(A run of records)
=======

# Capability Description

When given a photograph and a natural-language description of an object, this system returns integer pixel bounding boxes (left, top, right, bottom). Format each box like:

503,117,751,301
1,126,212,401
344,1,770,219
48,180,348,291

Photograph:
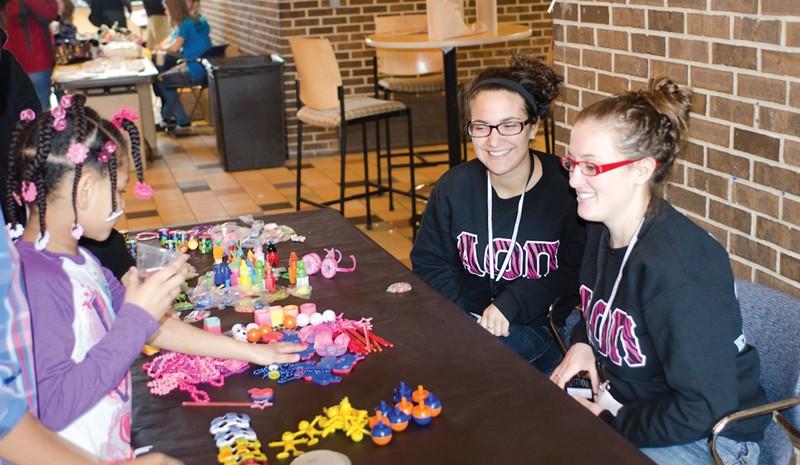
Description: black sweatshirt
411,152,585,325
573,200,769,447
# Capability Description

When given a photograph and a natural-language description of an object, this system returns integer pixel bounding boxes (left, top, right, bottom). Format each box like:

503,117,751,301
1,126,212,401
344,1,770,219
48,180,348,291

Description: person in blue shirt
155,0,211,132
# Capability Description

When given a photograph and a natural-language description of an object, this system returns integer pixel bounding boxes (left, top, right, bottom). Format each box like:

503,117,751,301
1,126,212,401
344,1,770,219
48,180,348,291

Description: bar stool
372,14,467,208
289,37,417,234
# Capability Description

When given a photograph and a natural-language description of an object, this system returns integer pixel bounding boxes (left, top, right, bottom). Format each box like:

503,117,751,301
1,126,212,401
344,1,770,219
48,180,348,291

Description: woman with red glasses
411,55,585,373
551,78,769,465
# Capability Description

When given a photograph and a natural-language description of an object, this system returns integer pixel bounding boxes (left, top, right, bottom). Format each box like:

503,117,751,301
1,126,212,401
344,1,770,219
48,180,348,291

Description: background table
53,58,158,168
132,209,650,465
366,23,532,168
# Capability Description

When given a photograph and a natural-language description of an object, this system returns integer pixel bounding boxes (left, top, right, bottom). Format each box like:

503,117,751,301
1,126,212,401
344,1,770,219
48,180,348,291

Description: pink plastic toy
302,252,322,276
320,249,356,279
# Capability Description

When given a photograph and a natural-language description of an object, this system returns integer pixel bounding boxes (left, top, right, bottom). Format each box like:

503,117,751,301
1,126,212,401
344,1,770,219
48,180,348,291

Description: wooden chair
178,44,228,120
289,37,417,232
372,14,460,208
709,281,800,465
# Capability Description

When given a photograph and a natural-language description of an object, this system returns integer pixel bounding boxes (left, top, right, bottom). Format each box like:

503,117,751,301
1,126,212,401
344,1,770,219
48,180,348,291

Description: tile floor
117,126,542,267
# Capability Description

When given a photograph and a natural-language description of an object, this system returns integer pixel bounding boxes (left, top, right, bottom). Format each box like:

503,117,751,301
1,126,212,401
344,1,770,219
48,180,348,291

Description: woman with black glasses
411,54,584,373
551,78,769,465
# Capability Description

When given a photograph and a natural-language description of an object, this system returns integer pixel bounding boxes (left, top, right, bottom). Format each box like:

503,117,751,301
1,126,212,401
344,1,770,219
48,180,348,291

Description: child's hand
248,342,307,365
120,452,183,465
123,254,189,320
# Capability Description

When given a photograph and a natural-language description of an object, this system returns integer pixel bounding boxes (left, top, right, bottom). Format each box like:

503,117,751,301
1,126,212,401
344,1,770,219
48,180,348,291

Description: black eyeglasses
467,120,531,137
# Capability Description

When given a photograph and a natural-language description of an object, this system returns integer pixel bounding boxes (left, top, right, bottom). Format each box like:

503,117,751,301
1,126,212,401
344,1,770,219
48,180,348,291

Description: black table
132,210,651,465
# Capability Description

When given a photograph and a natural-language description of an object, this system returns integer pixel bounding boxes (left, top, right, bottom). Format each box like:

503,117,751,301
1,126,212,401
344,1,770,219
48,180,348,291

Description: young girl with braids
551,78,769,465
5,95,304,460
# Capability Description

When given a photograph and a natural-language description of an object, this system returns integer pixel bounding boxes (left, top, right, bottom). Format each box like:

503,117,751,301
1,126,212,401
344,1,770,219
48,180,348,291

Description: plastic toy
269,431,308,459
247,388,274,402
300,302,317,316
386,281,411,294
295,260,311,287
322,308,336,323
295,313,311,328
375,400,393,417
301,252,322,276
320,249,356,279
231,323,247,342
411,402,433,426
370,422,392,446
281,305,300,316
208,413,250,436
308,313,322,326
297,417,322,446
247,328,261,344
368,409,389,428
203,316,222,334
289,250,297,285
386,407,410,432
269,305,283,328
267,241,280,268
411,384,429,404
183,310,211,323
392,381,412,403
425,392,442,418
253,309,272,325
395,396,414,415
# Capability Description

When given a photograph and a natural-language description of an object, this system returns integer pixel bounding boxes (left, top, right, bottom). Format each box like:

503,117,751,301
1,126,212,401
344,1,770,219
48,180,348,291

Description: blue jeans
641,436,760,465
156,63,205,126
500,323,563,375
28,69,53,111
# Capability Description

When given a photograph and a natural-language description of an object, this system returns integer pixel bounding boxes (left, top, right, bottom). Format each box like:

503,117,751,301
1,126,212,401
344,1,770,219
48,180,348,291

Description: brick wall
553,0,800,296
202,0,552,156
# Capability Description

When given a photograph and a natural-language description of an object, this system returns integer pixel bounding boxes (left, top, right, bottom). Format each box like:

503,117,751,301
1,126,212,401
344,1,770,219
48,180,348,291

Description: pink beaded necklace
142,352,249,402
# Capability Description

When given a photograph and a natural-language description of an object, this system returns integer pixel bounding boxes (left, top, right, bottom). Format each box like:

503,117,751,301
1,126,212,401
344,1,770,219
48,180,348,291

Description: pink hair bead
269,305,283,328
254,308,272,326
300,302,317,317
283,305,300,317
203,316,222,334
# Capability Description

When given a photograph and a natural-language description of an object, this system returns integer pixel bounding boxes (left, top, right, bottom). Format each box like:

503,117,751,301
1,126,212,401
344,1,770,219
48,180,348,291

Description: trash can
203,55,287,171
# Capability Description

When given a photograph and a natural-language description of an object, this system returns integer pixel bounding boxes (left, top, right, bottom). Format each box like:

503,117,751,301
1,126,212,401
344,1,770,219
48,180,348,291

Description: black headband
470,78,548,118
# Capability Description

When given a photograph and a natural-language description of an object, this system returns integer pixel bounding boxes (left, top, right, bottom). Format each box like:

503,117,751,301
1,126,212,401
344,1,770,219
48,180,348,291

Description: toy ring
321,249,356,279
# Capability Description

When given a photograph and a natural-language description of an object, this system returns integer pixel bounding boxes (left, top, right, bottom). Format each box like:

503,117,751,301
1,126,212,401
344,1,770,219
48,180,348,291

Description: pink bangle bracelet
136,231,158,241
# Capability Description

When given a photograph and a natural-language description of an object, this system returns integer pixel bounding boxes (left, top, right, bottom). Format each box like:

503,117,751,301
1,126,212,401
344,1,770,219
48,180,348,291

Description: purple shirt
17,242,159,460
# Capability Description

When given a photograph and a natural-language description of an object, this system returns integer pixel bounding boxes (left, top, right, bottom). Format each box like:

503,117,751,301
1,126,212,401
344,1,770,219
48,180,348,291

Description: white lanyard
486,154,536,281
594,218,644,312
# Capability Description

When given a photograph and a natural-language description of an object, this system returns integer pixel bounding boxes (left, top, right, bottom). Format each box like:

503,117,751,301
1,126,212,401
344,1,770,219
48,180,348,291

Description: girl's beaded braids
2,94,152,248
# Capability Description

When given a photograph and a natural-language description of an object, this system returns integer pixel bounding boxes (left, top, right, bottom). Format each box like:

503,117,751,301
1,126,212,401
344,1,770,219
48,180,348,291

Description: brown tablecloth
132,210,651,465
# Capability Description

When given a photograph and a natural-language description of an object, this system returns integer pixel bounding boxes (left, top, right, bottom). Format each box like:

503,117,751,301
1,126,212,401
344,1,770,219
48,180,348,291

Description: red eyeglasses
561,155,644,176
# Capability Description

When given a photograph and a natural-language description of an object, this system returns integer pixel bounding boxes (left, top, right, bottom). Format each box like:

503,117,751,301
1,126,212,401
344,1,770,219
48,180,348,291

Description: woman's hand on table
123,452,183,465
122,254,189,320
550,342,600,395
243,342,308,365
572,396,603,417
478,304,510,337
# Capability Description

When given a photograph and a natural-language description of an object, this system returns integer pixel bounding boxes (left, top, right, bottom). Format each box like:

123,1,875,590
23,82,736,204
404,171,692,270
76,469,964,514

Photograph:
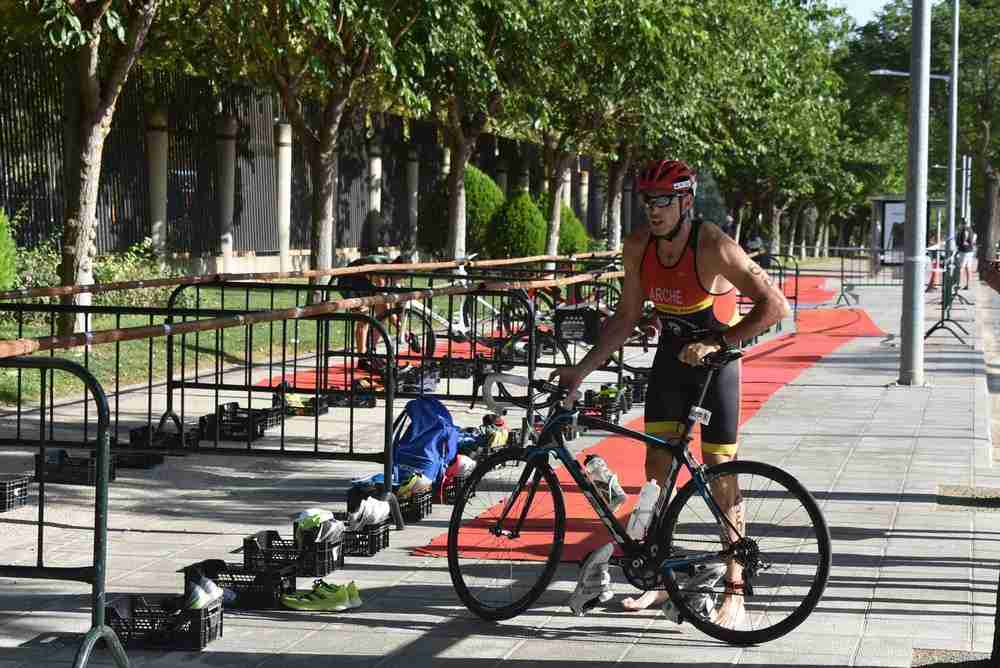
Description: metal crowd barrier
0,357,129,668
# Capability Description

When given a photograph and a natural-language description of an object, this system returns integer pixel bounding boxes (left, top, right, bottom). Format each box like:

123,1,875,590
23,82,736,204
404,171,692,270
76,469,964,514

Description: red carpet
415,309,884,561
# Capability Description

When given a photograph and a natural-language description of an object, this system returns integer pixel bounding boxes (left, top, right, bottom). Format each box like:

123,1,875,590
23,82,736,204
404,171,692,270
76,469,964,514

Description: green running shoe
316,580,362,609
347,580,362,608
281,580,353,612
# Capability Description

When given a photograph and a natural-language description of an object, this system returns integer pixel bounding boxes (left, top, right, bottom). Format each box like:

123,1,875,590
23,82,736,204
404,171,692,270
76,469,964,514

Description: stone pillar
274,123,293,271
511,142,531,194
496,144,507,197
406,146,420,261
368,139,382,213
441,146,451,179
146,109,170,260
215,116,237,274
621,178,632,239
562,167,573,208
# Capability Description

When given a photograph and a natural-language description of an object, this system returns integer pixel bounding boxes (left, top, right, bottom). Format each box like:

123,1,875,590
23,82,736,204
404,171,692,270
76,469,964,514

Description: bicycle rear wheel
448,448,566,621
663,461,831,645
368,307,437,363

=======

__What is needed__:
Rewrite the records from the start through the line with "573,200,769,447", changing "sweatshirt" to "hoodie" and keeping everything else the same. Leave the pictures out of your answer.

__Response__:
# Capability Description

When given a photograph and a natural-language description of an object, this system returns integer pixel bounding boxes (left, top, right, bottom). Format each box like:

503,117,751,301
1,126,212,401
344,1,770,219
48,180,348,291

Photograph:
Description: black hoodie
411,152,585,325
573,200,769,447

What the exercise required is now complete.